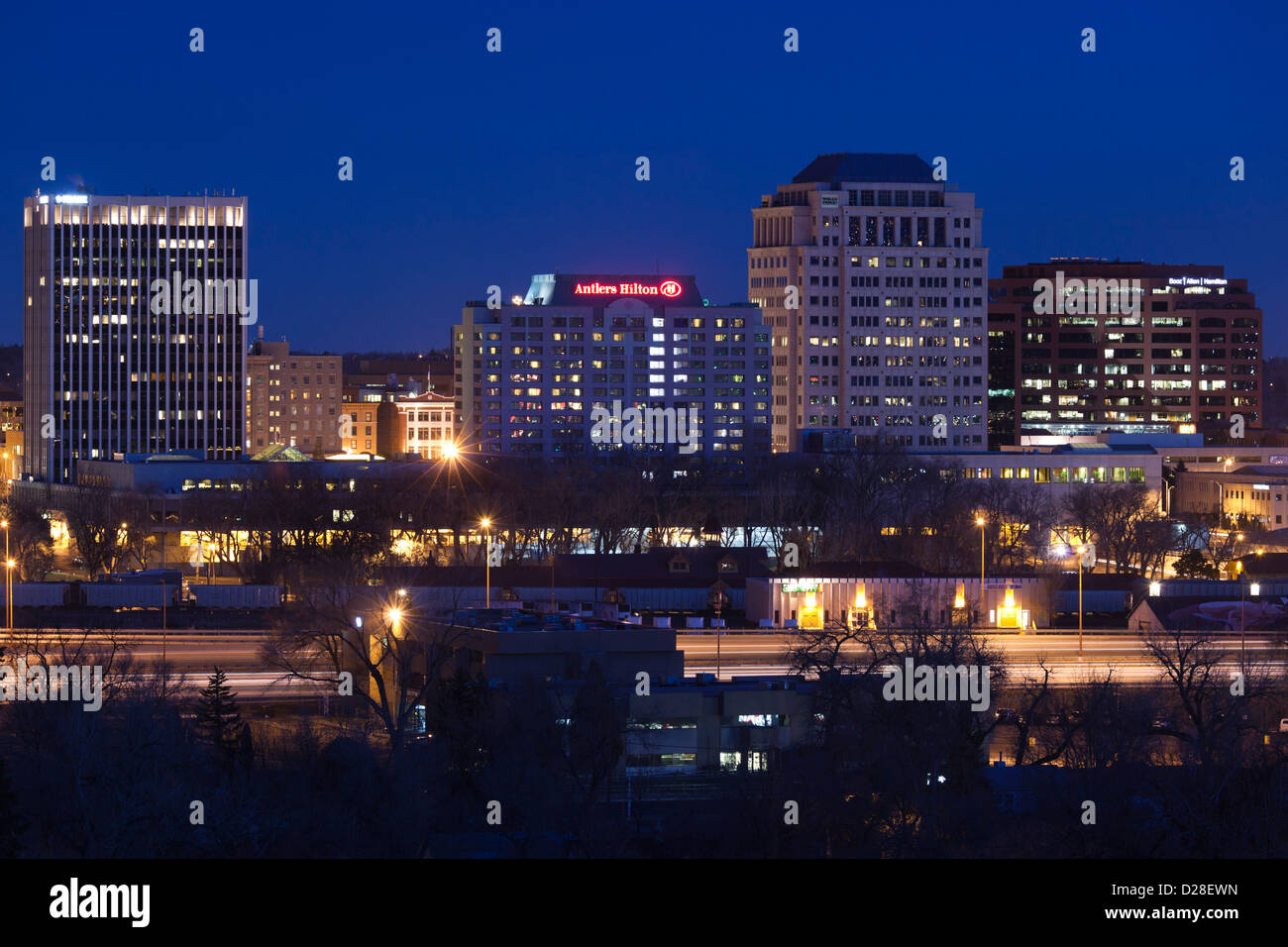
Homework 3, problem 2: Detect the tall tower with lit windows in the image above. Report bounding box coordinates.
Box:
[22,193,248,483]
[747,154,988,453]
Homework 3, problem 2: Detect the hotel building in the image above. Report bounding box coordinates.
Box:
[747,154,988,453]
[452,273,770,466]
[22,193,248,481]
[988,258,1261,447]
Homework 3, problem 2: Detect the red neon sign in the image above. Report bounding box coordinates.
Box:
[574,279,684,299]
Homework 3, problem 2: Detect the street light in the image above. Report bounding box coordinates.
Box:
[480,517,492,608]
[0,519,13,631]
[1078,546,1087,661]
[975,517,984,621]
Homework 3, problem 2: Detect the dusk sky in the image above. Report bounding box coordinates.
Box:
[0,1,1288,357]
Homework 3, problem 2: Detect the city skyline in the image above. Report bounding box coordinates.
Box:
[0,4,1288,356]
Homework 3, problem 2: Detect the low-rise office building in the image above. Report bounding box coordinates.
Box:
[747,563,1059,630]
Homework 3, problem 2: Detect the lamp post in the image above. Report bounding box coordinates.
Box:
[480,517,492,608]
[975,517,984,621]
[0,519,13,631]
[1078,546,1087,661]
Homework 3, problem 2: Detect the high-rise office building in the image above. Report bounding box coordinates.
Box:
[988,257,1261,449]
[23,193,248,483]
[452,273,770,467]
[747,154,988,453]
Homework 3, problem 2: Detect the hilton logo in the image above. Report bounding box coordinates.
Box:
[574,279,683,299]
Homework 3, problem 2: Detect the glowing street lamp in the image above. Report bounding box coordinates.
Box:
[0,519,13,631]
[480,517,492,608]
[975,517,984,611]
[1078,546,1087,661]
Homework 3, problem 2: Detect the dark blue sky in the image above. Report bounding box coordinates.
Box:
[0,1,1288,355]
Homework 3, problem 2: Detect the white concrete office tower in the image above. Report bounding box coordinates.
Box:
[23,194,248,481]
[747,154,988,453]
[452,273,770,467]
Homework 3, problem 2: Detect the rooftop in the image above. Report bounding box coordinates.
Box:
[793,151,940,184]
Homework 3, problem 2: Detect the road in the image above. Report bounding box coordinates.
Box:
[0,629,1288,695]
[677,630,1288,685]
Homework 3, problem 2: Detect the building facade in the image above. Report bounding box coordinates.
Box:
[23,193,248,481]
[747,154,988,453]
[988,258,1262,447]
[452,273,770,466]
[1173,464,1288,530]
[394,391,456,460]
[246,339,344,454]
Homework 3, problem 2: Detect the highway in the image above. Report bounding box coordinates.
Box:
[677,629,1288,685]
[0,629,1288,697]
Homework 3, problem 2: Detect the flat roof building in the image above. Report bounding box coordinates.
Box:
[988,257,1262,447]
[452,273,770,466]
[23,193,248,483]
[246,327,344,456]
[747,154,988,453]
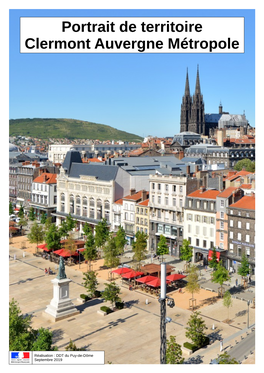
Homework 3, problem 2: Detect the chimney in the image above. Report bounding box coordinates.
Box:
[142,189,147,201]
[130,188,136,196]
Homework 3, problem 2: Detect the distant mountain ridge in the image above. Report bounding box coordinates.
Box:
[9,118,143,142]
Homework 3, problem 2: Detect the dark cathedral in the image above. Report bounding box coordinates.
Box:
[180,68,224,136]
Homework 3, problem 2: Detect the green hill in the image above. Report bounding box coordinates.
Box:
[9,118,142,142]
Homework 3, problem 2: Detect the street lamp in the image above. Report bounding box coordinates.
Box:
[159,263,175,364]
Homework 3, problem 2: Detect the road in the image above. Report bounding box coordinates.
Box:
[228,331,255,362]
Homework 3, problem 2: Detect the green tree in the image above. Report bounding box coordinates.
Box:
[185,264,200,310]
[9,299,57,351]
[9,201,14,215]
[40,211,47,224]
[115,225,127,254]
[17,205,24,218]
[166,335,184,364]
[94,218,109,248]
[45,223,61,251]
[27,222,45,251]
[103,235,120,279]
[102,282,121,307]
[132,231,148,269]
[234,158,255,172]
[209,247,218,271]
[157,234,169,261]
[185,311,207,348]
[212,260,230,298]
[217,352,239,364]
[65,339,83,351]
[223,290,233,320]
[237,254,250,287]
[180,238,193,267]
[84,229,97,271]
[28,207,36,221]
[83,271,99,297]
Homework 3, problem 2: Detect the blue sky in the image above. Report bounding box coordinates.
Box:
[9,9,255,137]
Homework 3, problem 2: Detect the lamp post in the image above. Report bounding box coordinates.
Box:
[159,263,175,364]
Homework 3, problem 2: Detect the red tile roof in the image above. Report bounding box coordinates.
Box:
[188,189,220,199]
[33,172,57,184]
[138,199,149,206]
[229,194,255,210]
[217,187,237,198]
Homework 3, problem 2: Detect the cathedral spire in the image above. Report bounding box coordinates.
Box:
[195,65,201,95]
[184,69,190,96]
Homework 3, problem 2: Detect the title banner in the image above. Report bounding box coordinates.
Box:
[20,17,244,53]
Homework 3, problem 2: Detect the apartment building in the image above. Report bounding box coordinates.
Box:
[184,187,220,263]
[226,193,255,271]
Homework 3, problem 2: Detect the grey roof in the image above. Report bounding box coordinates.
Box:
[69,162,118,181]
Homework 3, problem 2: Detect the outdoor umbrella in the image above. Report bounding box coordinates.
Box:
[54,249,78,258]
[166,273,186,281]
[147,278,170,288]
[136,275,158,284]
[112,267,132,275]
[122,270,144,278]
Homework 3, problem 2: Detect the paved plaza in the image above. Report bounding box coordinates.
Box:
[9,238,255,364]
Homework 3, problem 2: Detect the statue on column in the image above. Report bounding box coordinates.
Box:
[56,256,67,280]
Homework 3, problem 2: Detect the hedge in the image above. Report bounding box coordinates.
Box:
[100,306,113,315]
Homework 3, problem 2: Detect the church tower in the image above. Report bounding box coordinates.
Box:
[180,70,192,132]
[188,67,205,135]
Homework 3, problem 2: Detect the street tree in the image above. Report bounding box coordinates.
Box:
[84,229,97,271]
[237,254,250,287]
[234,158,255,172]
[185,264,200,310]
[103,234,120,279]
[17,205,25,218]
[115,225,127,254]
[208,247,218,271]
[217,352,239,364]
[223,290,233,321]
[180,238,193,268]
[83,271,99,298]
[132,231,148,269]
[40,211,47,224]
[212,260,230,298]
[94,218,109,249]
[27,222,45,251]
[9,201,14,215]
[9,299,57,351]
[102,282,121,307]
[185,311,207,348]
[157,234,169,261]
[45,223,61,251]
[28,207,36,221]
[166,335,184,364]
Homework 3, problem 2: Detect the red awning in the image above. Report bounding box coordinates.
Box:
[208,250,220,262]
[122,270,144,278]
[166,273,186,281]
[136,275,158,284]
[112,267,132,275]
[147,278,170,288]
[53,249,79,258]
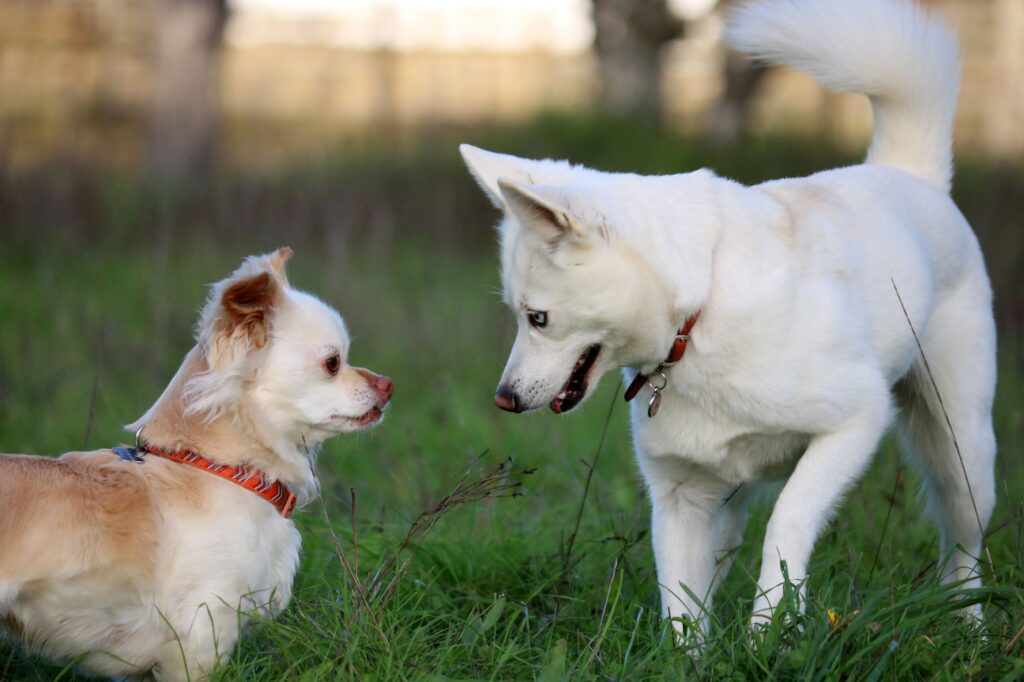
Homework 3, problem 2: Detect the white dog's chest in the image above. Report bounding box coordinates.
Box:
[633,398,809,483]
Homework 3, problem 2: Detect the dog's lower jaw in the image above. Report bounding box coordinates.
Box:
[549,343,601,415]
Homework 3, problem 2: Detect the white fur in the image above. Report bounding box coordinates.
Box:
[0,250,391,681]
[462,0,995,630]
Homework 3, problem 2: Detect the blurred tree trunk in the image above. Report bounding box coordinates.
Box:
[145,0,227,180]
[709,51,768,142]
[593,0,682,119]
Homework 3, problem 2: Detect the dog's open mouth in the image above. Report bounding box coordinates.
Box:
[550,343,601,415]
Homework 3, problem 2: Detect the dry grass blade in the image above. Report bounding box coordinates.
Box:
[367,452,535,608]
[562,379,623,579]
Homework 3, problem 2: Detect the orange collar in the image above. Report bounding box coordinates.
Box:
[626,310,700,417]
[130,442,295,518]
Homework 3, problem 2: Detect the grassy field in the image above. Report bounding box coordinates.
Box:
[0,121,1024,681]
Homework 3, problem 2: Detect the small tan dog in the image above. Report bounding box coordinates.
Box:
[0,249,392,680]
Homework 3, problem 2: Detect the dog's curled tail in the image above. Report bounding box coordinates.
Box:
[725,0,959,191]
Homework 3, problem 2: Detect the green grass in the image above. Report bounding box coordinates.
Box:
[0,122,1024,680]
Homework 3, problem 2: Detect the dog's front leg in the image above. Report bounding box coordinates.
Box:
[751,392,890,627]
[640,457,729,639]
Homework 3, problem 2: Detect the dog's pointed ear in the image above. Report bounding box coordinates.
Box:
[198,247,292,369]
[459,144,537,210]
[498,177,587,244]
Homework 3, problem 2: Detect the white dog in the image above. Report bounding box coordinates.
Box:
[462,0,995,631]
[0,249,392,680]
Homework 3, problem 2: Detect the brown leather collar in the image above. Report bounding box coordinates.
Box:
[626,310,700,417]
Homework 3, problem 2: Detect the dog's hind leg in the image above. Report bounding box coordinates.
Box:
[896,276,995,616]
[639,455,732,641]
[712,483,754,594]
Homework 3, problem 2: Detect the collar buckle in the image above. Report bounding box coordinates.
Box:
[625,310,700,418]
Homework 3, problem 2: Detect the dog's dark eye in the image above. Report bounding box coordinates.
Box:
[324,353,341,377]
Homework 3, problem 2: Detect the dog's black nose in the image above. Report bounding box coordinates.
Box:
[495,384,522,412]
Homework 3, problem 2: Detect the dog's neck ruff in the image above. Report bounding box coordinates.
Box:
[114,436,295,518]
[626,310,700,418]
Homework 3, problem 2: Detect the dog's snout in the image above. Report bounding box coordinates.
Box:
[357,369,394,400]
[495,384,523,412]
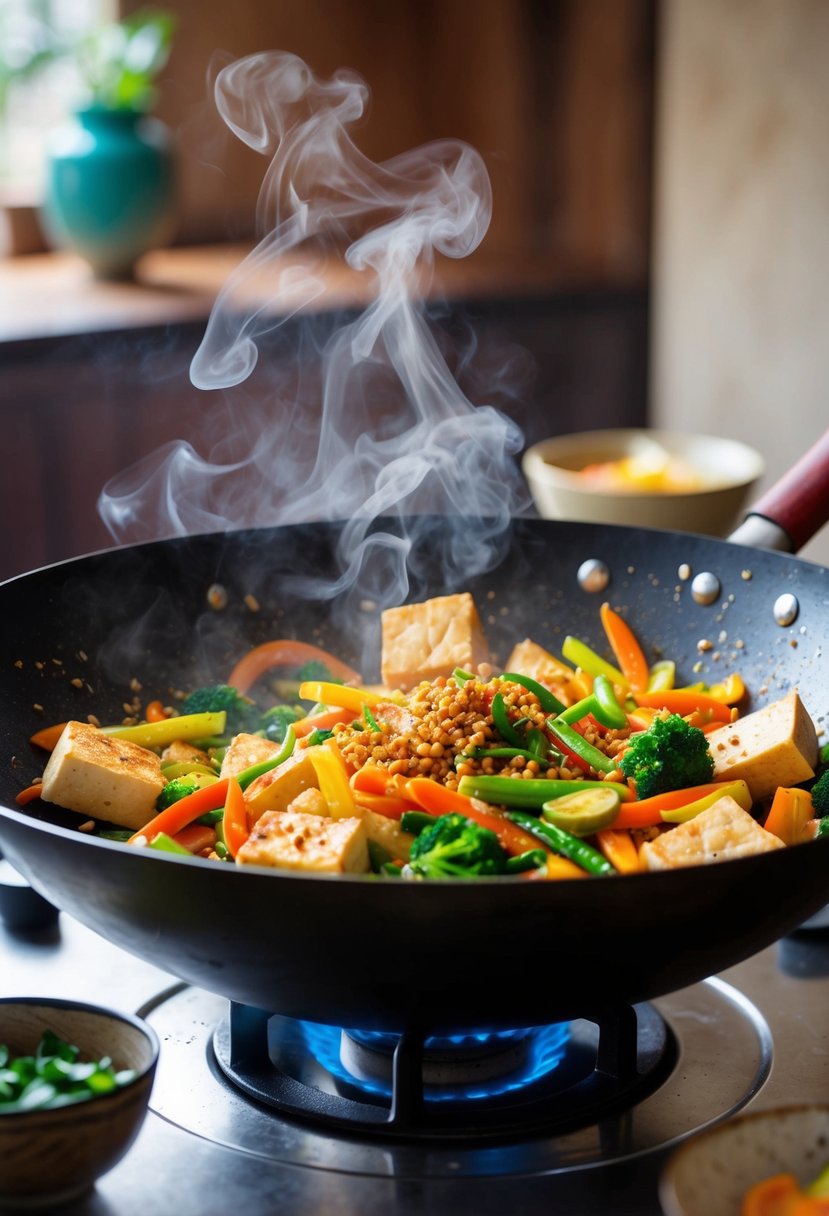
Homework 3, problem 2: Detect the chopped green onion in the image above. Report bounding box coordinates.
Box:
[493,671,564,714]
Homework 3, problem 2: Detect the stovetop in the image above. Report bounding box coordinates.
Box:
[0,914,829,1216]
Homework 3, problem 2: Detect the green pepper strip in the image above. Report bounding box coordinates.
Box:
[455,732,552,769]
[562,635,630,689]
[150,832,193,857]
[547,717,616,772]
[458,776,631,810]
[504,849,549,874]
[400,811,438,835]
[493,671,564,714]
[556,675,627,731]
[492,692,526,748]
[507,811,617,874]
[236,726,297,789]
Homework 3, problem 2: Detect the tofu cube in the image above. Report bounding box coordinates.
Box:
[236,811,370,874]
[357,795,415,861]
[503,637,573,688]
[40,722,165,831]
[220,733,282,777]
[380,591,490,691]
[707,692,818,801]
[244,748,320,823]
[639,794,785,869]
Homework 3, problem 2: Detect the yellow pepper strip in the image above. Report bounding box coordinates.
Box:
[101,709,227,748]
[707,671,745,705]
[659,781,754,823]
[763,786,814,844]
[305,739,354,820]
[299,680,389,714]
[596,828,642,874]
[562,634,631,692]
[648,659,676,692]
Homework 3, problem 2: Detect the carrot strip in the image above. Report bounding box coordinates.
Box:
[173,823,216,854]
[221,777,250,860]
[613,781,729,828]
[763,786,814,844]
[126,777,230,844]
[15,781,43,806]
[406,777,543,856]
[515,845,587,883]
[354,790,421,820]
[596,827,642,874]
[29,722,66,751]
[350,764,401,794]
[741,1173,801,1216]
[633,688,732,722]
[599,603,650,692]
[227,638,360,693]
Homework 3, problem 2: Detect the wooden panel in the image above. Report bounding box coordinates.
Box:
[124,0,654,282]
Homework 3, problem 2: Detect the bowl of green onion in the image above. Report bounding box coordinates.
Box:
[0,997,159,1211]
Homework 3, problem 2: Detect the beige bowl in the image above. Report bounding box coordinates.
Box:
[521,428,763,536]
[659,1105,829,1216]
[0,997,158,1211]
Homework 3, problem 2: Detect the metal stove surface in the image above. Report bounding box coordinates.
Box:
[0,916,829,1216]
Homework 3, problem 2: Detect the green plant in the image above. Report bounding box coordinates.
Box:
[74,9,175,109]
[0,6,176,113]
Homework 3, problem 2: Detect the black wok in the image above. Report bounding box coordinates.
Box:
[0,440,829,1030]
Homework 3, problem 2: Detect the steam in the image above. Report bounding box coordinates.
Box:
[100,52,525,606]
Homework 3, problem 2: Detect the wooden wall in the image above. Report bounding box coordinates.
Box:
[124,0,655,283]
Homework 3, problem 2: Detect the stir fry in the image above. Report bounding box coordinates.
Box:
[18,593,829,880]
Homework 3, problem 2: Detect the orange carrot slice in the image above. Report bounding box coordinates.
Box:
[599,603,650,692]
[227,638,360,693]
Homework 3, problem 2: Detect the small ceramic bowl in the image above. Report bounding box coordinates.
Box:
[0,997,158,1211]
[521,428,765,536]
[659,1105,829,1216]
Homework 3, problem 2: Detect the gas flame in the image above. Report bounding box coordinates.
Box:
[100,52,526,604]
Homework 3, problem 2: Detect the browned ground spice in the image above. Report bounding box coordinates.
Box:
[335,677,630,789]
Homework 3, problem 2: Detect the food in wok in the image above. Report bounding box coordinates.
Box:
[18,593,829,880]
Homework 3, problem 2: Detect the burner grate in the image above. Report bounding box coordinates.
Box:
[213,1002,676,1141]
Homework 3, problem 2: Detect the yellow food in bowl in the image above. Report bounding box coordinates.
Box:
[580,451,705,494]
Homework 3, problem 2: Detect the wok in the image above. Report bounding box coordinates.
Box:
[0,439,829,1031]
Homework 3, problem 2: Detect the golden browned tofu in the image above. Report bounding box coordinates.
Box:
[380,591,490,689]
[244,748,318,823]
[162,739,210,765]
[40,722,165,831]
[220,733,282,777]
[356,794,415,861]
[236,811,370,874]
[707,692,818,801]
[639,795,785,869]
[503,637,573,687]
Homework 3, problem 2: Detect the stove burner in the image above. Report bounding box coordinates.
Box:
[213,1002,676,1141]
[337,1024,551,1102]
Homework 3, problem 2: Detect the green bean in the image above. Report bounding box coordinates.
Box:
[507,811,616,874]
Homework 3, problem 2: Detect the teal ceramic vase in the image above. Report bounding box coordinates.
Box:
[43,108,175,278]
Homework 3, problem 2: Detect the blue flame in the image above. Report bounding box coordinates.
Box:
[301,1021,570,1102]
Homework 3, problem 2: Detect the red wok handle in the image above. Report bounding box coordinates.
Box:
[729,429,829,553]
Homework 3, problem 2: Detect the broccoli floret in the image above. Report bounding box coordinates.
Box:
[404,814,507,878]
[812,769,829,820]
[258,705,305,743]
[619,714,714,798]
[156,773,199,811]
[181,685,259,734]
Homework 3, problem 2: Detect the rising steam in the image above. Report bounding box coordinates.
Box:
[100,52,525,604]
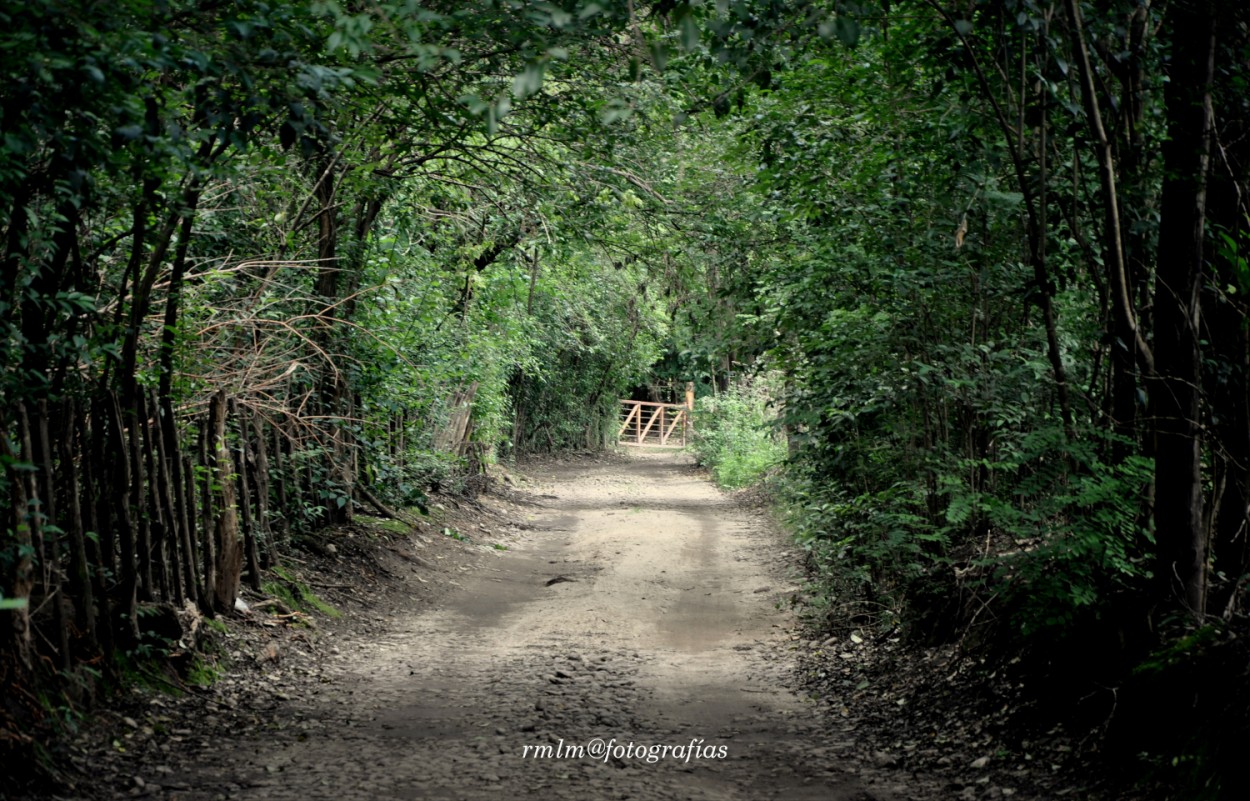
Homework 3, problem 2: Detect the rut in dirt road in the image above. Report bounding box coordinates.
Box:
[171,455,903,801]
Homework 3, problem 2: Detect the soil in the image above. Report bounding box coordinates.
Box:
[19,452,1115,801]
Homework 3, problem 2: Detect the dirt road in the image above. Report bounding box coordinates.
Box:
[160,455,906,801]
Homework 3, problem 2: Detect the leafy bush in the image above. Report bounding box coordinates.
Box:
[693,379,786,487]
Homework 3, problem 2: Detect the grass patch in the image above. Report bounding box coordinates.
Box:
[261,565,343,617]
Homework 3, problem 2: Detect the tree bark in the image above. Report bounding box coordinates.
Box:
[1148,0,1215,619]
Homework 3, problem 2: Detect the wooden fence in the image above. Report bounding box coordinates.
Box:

**Task objective**
Swap "bowl" for "dish" in the material, starting at the line that contains "Homework 3, problem 2: Detect the bowl" and stopping after the line that contains "[100,52,526,604]". Return only those lines and leave everything else in them unchanged.

**Result of the task**
Homework 3, problem 2: Detect the dish of green onion in the image above. Report bounding box coordinates.
Box:
[0,997,159,1211]
Homework 3, problem 2: Detect the beige dish in the image above. Report bounding box coordinates.
Box:
[521,428,763,536]
[659,1105,829,1216]
[0,997,158,1211]
Homework 3, problem 2: Detect the metal stove surface in the image above. Report bounding box coordinates.
Box:
[0,916,829,1216]
Homework 3, problem 2: Detect the green plant in the image above. Report bounding box coordinates.
Box:
[74,9,175,109]
[0,6,176,113]
Homework 3, problem 2: Detect the black wok in the image above. Report bounding box coordinates.
Box:
[0,440,829,1030]
Homework 3, problem 2: Detect the steam in the image above. Report bounding box coordinates.
Box:
[100,52,525,606]
Homework 3, problem 2: Detect the wooden wall in the image above. Report bounding box coordinates.
Box:
[124,0,655,283]
Homework 3, problem 2: Detect the stir fry in the image above. Report bounding box coordinates.
Box:
[18,593,829,880]
Homework 3, problem 2: Detect the orange carrot slice in the image above. Report bounding box coordinates.
Box:
[599,603,650,692]
[227,638,360,693]
Homework 3, problem 2: Detect the small ceramic dish in the image above. Report bounding box coordinates.
Box:
[0,997,158,1211]
[521,428,765,536]
[659,1105,829,1216]
Homework 3, problem 2: Detect the gas flame in the image above. Report bounding box coordinates.
Box:
[100,52,526,604]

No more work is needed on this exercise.